Records
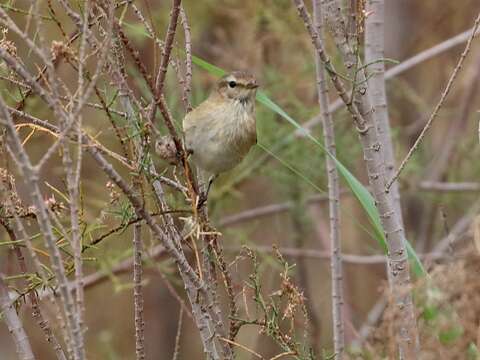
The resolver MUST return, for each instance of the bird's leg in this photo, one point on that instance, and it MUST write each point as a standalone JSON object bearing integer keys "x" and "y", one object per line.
{"x": 204, "y": 195}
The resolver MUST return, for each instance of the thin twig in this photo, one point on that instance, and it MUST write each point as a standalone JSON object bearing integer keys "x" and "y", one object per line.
{"x": 437, "y": 107}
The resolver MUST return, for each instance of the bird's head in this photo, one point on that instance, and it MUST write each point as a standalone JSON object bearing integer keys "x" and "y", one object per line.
{"x": 238, "y": 85}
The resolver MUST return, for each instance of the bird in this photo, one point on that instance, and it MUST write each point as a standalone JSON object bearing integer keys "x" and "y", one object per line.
{"x": 220, "y": 131}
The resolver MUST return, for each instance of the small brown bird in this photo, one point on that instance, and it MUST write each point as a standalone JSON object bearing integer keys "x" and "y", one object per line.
{"x": 222, "y": 129}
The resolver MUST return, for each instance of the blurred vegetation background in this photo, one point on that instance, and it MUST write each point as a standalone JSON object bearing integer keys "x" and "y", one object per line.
{"x": 267, "y": 37}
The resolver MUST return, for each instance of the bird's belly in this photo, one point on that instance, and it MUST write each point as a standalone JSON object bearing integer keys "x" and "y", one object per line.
{"x": 221, "y": 149}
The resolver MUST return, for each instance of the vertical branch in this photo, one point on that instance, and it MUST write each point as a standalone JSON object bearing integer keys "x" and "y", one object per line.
{"x": 374, "y": 55}
{"x": 137, "y": 292}
{"x": 31, "y": 178}
{"x": 14, "y": 324}
{"x": 364, "y": 121}
{"x": 333, "y": 196}
{"x": 162, "y": 72}
{"x": 187, "y": 86}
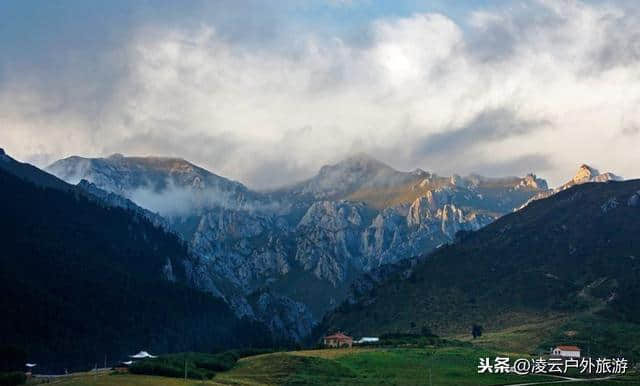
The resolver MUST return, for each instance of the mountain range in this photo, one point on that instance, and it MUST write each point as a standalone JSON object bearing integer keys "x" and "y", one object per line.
{"x": 299, "y": 249}
{"x": 572, "y": 256}
{"x": 86, "y": 277}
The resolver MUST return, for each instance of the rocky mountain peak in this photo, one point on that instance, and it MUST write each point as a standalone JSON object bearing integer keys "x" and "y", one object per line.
{"x": 585, "y": 173}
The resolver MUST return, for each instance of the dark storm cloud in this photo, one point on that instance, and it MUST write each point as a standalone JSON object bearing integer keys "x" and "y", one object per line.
{"x": 488, "y": 126}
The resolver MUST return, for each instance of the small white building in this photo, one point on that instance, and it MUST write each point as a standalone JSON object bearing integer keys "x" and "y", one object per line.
{"x": 142, "y": 355}
{"x": 368, "y": 339}
{"x": 566, "y": 351}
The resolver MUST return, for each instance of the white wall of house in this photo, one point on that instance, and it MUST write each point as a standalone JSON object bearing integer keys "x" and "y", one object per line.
{"x": 566, "y": 354}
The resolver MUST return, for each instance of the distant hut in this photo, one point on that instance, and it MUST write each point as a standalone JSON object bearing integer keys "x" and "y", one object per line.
{"x": 566, "y": 352}
{"x": 338, "y": 339}
{"x": 142, "y": 355}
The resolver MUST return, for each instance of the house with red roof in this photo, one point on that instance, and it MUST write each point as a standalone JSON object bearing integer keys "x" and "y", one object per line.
{"x": 338, "y": 339}
{"x": 566, "y": 351}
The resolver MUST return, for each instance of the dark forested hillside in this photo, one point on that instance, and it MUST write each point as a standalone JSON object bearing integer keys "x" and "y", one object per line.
{"x": 81, "y": 281}
{"x": 575, "y": 252}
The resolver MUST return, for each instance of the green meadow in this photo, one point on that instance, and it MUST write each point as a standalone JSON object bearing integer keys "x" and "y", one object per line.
{"x": 375, "y": 366}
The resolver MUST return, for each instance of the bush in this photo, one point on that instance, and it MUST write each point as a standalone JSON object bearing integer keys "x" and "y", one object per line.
{"x": 12, "y": 379}
{"x": 12, "y": 358}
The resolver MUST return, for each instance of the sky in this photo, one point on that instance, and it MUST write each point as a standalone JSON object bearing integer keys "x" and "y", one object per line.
{"x": 266, "y": 92}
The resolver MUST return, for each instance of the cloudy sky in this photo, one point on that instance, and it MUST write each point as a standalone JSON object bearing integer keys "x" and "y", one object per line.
{"x": 265, "y": 92}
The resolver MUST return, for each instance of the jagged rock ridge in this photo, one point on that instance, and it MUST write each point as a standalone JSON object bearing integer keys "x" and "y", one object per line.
{"x": 307, "y": 243}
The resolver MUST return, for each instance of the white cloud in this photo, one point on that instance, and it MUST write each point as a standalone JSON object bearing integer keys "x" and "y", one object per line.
{"x": 560, "y": 78}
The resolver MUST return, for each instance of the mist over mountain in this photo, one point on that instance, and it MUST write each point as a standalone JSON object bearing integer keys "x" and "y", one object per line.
{"x": 302, "y": 246}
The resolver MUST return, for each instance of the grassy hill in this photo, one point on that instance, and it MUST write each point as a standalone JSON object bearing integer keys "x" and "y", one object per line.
{"x": 445, "y": 366}
{"x": 573, "y": 255}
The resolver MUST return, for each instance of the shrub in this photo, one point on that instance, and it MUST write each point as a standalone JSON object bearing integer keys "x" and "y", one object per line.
{"x": 12, "y": 379}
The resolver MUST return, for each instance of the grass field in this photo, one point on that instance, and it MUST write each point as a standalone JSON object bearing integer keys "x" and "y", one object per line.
{"x": 398, "y": 366}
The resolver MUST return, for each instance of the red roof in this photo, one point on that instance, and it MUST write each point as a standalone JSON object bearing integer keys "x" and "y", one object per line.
{"x": 568, "y": 348}
{"x": 339, "y": 336}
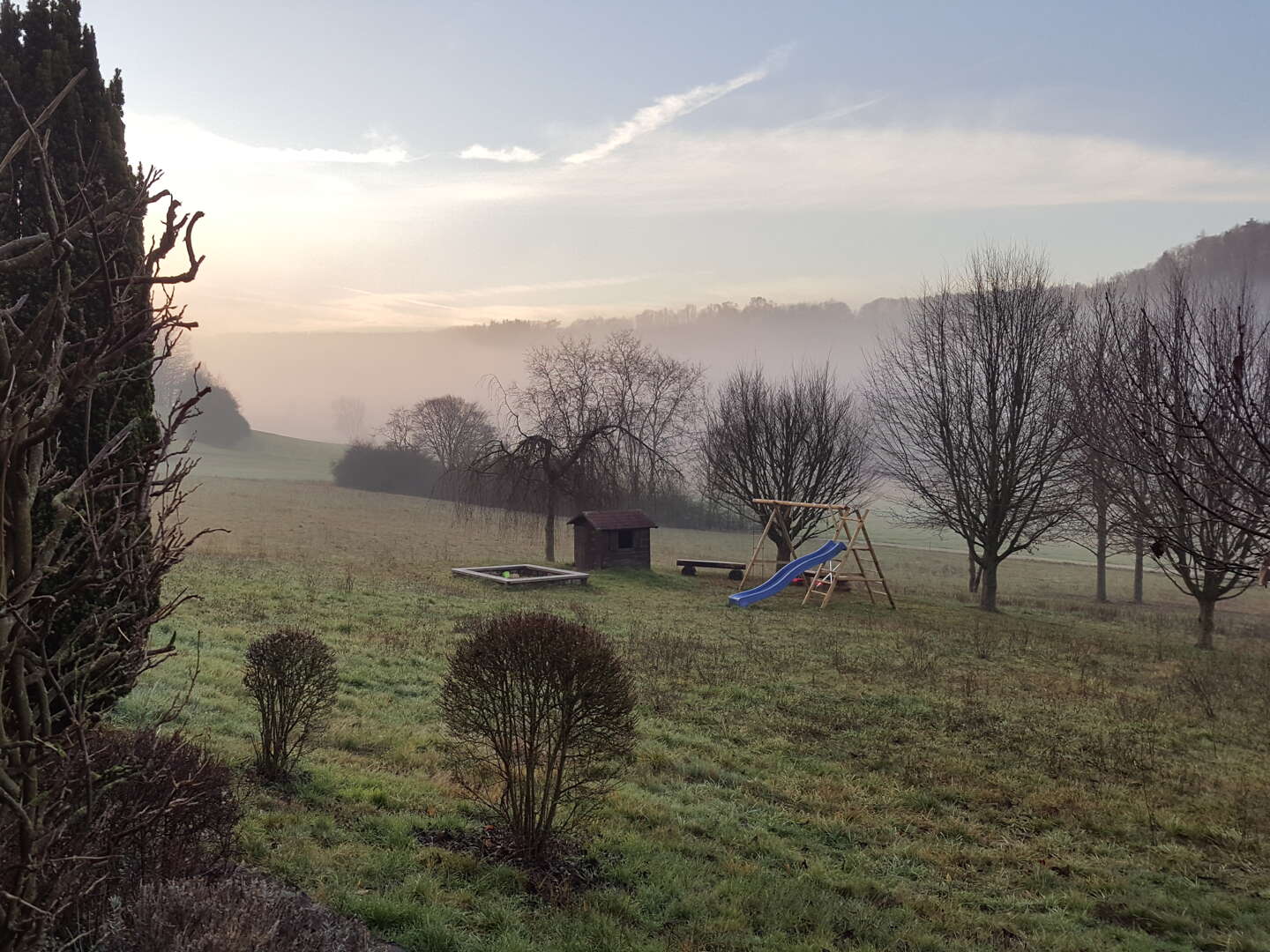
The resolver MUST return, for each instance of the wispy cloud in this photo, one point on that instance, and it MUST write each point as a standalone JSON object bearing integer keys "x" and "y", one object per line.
{"x": 179, "y": 143}
{"x": 840, "y": 112}
{"x": 669, "y": 108}
{"x": 511, "y": 153}
{"x": 909, "y": 169}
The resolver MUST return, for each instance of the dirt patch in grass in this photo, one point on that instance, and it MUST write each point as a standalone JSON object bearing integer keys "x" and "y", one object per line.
{"x": 562, "y": 874}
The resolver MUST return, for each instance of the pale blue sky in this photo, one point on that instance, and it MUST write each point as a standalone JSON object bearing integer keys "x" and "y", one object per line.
{"x": 677, "y": 152}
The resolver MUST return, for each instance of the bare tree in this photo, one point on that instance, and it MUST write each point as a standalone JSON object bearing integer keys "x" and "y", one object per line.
{"x": 349, "y": 415}
{"x": 1186, "y": 365}
{"x": 1102, "y": 518}
{"x": 450, "y": 429}
{"x": 591, "y": 426}
{"x": 802, "y": 438}
{"x": 972, "y": 405}
{"x": 83, "y": 553}
{"x": 658, "y": 401}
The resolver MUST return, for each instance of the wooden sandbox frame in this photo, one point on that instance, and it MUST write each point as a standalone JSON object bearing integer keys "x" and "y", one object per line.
{"x": 542, "y": 574}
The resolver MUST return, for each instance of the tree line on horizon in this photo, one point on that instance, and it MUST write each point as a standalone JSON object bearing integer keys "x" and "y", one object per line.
{"x": 1009, "y": 412}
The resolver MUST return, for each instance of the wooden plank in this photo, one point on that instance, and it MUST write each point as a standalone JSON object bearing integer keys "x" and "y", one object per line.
{"x": 755, "y": 556}
{"x": 800, "y": 505}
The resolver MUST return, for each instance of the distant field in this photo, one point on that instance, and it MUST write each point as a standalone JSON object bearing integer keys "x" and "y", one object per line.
{"x": 267, "y": 456}
{"x": 1064, "y": 776}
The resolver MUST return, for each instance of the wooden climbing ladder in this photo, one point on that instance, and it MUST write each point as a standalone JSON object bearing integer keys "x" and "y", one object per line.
{"x": 851, "y": 522}
{"x": 848, "y": 525}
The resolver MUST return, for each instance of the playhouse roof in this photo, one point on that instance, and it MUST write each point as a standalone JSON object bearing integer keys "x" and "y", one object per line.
{"x": 615, "y": 519}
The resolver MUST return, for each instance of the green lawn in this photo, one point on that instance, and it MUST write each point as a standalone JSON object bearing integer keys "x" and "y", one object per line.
{"x": 1065, "y": 776}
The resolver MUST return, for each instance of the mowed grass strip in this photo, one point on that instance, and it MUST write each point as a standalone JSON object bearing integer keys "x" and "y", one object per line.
{"x": 1065, "y": 776}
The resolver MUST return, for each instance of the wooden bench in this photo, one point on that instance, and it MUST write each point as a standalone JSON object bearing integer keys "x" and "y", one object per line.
{"x": 689, "y": 566}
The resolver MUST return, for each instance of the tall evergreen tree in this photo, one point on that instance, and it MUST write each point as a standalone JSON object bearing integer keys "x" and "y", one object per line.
{"x": 42, "y": 48}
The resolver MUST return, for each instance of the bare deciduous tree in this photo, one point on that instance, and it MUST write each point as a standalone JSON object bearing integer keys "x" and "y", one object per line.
{"x": 803, "y": 439}
{"x": 450, "y": 429}
{"x": 1189, "y": 365}
{"x": 83, "y": 553}
{"x": 591, "y": 426}
{"x": 972, "y": 405}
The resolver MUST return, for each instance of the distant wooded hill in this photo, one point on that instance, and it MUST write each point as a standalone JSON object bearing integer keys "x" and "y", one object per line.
{"x": 286, "y": 381}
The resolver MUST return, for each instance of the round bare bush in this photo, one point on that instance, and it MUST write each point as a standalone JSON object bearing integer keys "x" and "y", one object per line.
{"x": 292, "y": 680}
{"x": 540, "y": 715}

STATED EXERCISE:
Can you quote exactly the lines from the one containing "the distant wooded" through the last line of the records above, and nothing else?

TASK SOLUTION:
The resolver MUST return, for each instance of the distant wooded hill in this photo, one point on that instance, and it MUST write each point as a standalone JSON object bearing integer keys "x" and "y", one object per line.
{"x": 286, "y": 381}
The resolver MUST return, for each instance of the round bare bush in this photo, one point on that instance, and it MUST write each point as a standalone JSON object bearing integer keys "x" and "y", one object per line.
{"x": 292, "y": 680}
{"x": 540, "y": 715}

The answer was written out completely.